(begin)

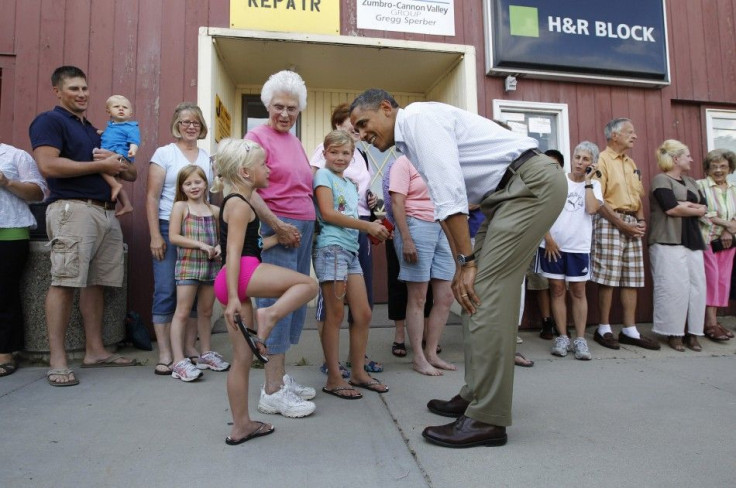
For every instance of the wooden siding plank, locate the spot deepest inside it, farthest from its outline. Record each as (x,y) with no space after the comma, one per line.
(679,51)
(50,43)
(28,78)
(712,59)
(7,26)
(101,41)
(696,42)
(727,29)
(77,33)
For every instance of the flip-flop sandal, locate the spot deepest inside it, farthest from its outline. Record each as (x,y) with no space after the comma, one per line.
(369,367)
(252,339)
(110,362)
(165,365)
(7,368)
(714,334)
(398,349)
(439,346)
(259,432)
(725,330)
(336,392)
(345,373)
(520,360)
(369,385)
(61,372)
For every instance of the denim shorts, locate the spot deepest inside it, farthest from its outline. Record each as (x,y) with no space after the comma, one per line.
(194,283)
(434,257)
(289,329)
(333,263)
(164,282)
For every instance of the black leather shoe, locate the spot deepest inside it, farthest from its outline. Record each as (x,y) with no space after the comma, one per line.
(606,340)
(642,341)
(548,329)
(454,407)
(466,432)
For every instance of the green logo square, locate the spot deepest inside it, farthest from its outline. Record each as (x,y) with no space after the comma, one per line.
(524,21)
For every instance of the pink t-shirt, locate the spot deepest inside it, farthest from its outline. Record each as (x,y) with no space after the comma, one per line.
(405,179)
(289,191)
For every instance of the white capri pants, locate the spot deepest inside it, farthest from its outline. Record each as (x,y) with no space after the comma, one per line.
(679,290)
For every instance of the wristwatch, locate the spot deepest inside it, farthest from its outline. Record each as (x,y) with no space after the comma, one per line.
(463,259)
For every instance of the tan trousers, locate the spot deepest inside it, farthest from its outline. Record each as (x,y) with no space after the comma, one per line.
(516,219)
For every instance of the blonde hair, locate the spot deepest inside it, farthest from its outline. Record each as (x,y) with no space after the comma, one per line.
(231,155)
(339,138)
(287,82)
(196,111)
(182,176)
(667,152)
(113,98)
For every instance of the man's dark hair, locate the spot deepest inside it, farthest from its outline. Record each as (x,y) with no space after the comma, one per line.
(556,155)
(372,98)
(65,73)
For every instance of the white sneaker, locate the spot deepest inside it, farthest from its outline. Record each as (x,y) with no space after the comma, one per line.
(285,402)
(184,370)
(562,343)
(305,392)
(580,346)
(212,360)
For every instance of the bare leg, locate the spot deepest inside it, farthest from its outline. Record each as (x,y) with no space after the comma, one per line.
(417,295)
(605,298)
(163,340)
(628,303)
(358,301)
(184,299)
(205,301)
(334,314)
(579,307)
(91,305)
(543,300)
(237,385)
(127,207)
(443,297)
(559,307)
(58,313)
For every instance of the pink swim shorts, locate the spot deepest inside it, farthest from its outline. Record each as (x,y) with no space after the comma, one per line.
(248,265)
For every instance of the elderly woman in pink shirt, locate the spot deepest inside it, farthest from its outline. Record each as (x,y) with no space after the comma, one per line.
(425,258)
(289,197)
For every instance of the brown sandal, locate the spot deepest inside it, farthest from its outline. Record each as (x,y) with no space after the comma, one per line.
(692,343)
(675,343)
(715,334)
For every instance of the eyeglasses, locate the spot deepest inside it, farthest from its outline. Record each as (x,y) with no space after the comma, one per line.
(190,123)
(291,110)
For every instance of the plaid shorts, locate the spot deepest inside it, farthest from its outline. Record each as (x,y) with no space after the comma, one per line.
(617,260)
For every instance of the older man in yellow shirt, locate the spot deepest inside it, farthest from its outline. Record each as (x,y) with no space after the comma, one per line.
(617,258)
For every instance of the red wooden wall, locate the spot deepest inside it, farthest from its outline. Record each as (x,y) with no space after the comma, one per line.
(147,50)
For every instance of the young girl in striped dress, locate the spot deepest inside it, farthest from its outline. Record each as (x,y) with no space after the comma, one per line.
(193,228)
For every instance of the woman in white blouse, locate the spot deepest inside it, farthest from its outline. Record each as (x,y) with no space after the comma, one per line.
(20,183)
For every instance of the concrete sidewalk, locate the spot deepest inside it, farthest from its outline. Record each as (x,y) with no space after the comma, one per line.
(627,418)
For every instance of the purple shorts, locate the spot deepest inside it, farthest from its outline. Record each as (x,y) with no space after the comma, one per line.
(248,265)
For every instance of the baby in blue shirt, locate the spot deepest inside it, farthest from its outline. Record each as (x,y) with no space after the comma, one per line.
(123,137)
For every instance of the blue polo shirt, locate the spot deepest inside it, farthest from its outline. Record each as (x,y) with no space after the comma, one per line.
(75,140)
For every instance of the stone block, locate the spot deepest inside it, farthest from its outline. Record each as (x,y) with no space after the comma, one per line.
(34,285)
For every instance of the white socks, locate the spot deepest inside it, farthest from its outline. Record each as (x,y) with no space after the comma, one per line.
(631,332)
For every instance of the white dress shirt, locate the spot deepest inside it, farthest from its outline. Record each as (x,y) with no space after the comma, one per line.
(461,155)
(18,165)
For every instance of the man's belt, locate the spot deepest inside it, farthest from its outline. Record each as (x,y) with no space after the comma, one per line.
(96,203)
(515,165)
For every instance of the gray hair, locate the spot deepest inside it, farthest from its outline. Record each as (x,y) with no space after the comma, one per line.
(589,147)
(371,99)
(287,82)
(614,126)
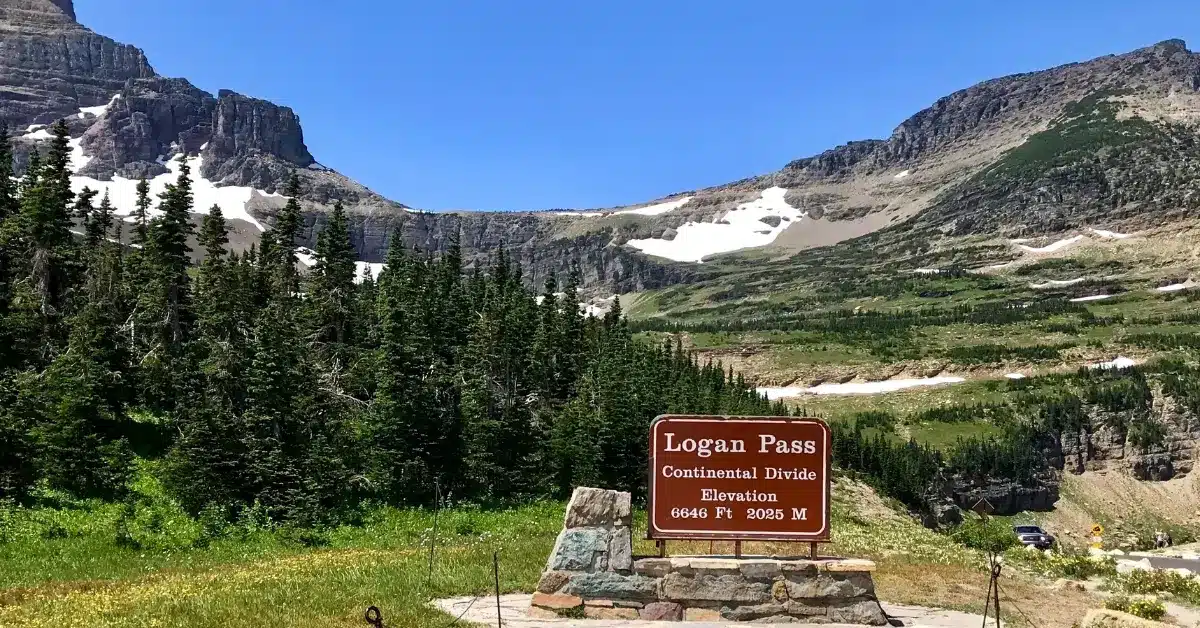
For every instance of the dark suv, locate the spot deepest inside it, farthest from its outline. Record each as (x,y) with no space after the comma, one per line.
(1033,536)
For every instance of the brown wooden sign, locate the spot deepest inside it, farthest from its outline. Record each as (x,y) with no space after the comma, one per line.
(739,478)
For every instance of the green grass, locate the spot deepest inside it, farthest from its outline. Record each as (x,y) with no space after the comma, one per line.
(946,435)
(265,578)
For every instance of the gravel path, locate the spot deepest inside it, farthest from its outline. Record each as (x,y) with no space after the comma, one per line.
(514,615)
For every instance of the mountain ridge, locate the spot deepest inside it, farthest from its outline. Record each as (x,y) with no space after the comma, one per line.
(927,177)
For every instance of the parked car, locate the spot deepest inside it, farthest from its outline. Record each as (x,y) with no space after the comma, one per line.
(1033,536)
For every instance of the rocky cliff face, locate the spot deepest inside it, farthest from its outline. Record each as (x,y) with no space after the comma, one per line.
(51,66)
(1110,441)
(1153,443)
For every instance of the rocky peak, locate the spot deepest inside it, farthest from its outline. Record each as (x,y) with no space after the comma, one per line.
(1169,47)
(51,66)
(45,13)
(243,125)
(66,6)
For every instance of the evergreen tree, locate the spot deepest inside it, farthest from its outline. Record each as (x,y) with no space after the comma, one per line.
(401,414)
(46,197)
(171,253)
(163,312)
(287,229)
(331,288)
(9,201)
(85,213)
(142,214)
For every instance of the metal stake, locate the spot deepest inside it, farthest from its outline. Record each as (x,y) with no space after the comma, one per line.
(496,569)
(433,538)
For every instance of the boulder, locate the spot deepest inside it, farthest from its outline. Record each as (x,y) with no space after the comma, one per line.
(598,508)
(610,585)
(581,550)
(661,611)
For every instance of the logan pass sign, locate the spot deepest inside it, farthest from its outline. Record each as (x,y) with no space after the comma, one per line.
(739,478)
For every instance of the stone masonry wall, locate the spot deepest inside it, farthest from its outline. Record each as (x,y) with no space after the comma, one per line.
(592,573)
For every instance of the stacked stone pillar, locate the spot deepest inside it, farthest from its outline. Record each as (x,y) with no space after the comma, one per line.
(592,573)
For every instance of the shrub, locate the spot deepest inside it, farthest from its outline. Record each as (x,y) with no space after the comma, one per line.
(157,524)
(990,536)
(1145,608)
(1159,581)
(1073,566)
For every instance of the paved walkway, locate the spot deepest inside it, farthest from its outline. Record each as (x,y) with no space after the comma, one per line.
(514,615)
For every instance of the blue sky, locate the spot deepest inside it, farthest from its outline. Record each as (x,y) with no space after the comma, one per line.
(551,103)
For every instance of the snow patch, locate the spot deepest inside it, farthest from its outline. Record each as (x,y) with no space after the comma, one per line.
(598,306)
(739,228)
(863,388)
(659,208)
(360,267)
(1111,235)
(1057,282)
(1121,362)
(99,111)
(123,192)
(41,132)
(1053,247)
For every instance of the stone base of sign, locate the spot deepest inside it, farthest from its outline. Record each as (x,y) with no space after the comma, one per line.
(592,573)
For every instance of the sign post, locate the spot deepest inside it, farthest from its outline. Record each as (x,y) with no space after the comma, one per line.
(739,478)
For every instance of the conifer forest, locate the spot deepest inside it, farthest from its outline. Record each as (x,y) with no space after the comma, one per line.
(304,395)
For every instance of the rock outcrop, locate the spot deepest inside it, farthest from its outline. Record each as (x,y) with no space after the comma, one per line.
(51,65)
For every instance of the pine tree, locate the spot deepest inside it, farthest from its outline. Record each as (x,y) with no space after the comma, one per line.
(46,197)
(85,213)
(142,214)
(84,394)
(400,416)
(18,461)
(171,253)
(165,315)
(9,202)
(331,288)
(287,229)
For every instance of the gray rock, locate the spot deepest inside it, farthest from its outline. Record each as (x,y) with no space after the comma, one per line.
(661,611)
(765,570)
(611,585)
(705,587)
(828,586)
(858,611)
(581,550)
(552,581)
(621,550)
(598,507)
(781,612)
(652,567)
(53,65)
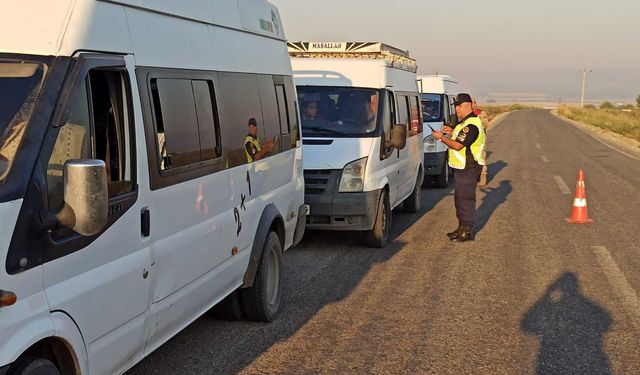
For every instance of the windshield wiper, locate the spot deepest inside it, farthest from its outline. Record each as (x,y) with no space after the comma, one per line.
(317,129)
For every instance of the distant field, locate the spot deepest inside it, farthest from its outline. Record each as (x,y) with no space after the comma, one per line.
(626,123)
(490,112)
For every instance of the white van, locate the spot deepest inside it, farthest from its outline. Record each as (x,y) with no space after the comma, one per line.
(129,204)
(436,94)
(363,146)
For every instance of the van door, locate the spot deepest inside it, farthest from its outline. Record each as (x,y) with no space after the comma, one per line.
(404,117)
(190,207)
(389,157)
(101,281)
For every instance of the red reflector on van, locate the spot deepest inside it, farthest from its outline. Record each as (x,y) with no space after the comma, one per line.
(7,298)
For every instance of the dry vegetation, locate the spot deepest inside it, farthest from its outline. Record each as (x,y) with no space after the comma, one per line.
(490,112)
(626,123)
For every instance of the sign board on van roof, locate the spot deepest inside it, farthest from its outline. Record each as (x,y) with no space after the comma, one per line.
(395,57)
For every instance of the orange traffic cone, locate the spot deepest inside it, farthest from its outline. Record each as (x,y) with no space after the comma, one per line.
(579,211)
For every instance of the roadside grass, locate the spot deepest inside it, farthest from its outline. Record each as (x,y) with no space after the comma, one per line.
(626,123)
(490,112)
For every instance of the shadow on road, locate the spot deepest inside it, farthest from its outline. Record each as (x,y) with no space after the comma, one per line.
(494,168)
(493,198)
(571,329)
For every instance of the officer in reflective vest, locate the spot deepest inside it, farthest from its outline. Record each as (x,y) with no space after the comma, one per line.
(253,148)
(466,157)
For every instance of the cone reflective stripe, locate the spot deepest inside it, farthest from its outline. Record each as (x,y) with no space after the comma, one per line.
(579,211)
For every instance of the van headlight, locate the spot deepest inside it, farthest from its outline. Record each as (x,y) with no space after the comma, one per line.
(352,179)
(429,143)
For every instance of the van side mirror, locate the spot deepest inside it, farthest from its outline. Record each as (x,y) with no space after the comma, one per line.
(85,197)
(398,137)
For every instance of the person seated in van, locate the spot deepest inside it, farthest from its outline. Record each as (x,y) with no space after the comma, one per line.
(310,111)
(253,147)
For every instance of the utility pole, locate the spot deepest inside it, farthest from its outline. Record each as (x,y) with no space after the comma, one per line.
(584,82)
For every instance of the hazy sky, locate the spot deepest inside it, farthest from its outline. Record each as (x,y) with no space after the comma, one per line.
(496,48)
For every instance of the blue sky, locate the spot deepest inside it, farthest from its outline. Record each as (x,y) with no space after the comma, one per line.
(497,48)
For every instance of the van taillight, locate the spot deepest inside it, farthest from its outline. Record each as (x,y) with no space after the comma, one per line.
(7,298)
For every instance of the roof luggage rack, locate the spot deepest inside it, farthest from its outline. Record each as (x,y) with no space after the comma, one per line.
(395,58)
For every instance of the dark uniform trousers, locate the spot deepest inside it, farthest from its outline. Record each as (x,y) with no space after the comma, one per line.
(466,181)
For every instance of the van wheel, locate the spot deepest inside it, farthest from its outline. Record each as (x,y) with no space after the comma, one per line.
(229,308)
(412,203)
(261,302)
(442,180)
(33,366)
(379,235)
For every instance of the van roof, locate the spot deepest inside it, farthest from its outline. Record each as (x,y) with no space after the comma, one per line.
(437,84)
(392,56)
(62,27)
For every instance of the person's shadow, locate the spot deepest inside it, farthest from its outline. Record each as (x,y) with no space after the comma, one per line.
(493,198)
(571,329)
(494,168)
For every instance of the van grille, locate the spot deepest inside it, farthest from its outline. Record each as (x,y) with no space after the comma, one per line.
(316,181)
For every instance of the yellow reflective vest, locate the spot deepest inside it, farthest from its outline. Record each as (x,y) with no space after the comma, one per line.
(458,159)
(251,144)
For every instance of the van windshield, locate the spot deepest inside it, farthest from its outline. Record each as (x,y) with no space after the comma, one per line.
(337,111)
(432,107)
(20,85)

(end)

• What is needed
Retype exactly, please, each line from the line that contains "For every instance of the dark uniform" through the last line of the entries above, with nothing added.

• Expected answer
For every instance of the dark uniform trousers, locate the spot deepest inside it, farthest from its outline. Record each as (x,y) with no space after the comma, one per line.
(466,181)
For every instance of the van wheel, locate the spot deepest inside it, farthest from its outline. Record each as (x,y) with no space after the comma, one per line.
(229,308)
(412,203)
(261,302)
(442,180)
(33,366)
(379,235)
For every instance of the van roof, locate the spot deepest inside it, farthest from its outline. Record each as (x,y) with no space after the comma, one per line.
(437,84)
(392,56)
(62,27)
For every instance of the person's shadow, locate the spot deepest inside it, farthest from its outline. Record each as (x,y) with no space after the comma, one per line.
(493,198)
(571,329)
(494,168)
For every instance of the van grille, locate the spot deepest inside it, farthest from its outline. Record each as (x,y) with no space after the comma, one per line.
(316,181)
For every instance of the yellow reflective vest, locate the spot deepest inside it, farthest from its outline. Record each as (x,y) with no space after the comma, one per line.
(458,159)
(251,144)
For every instance of the van windshield, locate the spot deepest inside it, farthest from its outline. Record each as (x,y) with no space after the comma, one per line.
(337,111)
(432,107)
(20,85)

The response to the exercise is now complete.